Le B018, temple disparu des nuits beyrouthines : « Cette boîte de nuit a aidé à la coexistence entre les musulmans et les chrétiens »

Seules quelques paillettes, qui brillent encore sur le toit, rappellent que des fêtes ont bien eu lieu ici. Le B018, enterré dans le sol de la Quarantaine, un quartier industriel du nord de Beyrouth, ne peut plus ouvrir son toit à pistons, où des miroirs reflétaient à la fois les étoiles et l’autoroute à la circulation désordonnée traversant le Liban du nord au sud.

Autour de cette boîte de nuit aux allures de bunker, parmi les plus célèbres du pays, des mauvaises herbes ont commencé à pousser. « C’est ma maison », dit en souriant tendrement Omran Gebran, le fils de Naji Gebran, le fondateur du lieu. Le jeune homme de 19 ans désigne du doigt cet enchevêtrement de béton et de métal où il a déjà animé trois ou quatre soirées comme DJ.

Ce soir de début juin, celui qui, enfant, apprenait à faire du vélo autour de l’établissement, constate que le générateur électrique a disparu. Même chose pour la toile cirée servant à protéger les escaliers de la pluie, à l’entrée, où s’affiche l’écriteau « B018 », inscrit en grandes lettres blanches. C’est le résultat d’un conflit commercial qui oppose la famille Gebran à Musicom, l’entreprise longtemps chargée du management de leur club.

Aujourd’hui, les deux parties ne veulent plus travailler ensemble. Alors, depuis des mois, Omran Gebran enchaîne les réunions de conciliation « éreintantes », en espérant récupérer l’ensemble du matériel, enceintes incluses, que ses interlocuteurs détiennent toujours. Derrière le grillage et la poussière, les rares vitres du bâtiment laissent deviner quelques meubles, protégés par une bâche. Mais au pied des marches, un lourd cadenas bloque la porte d’entrée noire.

Les 200 mètres carrés métalliques du B018 racontent l’histoire récente du Liban. La fête s’y est définitivement arrêtée au mois de mars, après une lente agonie. Dès 2019, à l’instar de la plupart des clubs de la capitale, l’établissement légendaire, qui a introduit la musique électronique au Moyen-Orient, assiste impuissant à la disparition de son public. L’inflation record a plongé la classe moyenne dans la pauvreté, poussant une bonne partie de la jeunesse à s’expatrier dans les pays du Golfe ou en Europe.

La pandémie de Covid-19 et la double explosion du port de Beyrouth, l’année suivante, ont pétrifié le monde de la nuit. Ce 4 août 2020, le souffle de 2 750?tonnes de nitrate d’ammonium stockées dans des conditions déplorables tue deux cent trente-cinq personnes, blesse plusieurs milliers d’habitants et détruit les quartiers alentour, dont plusieurs boîtes de nuit iconiques comme le AHM Club ou le Gärten.

DONNÉES ENREGISTRÉES>

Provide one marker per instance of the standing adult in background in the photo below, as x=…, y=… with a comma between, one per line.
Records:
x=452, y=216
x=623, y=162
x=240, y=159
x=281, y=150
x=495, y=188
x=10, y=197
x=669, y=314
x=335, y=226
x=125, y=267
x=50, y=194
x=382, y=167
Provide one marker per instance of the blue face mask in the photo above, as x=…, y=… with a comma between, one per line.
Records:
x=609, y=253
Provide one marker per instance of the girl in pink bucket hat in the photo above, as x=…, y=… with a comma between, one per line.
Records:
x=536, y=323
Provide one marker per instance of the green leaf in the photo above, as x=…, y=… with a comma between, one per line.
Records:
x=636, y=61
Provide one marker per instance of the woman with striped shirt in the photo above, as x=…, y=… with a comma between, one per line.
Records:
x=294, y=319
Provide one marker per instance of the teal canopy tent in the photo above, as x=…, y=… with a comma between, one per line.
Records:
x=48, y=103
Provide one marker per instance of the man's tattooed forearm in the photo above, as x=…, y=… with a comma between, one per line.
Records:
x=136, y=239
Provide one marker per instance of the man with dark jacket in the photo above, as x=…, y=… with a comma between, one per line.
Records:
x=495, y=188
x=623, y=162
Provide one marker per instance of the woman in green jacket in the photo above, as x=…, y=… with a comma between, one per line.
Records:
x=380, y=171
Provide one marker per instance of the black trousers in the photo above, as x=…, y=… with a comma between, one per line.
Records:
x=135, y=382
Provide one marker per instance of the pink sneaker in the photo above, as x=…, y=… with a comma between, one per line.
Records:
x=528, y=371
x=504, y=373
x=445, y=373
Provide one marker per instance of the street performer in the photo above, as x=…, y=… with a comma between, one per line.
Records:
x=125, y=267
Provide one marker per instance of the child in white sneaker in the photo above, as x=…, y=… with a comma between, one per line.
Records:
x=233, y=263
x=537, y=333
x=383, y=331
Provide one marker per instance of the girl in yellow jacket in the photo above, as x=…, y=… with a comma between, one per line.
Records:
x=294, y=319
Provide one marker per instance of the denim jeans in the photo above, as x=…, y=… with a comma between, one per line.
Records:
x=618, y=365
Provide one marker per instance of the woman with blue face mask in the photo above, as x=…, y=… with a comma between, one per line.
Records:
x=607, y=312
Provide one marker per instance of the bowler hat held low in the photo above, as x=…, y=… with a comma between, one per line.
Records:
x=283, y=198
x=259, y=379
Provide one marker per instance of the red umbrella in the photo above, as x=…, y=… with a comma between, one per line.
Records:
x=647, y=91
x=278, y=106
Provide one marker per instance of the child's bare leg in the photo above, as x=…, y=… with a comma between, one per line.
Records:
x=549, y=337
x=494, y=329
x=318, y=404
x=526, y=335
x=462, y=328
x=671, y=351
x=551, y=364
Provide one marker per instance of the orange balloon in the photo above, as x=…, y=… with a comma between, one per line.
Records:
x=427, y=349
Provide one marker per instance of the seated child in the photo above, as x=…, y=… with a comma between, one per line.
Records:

TÂCHE À RÉALISER>
Dans le texte sur le B018, quel âge a Omran Gebran ? Répondez en quelques mots, s'il vous plaît.

RÉPONSE AU PROBLÈME>
Il a 19 ans.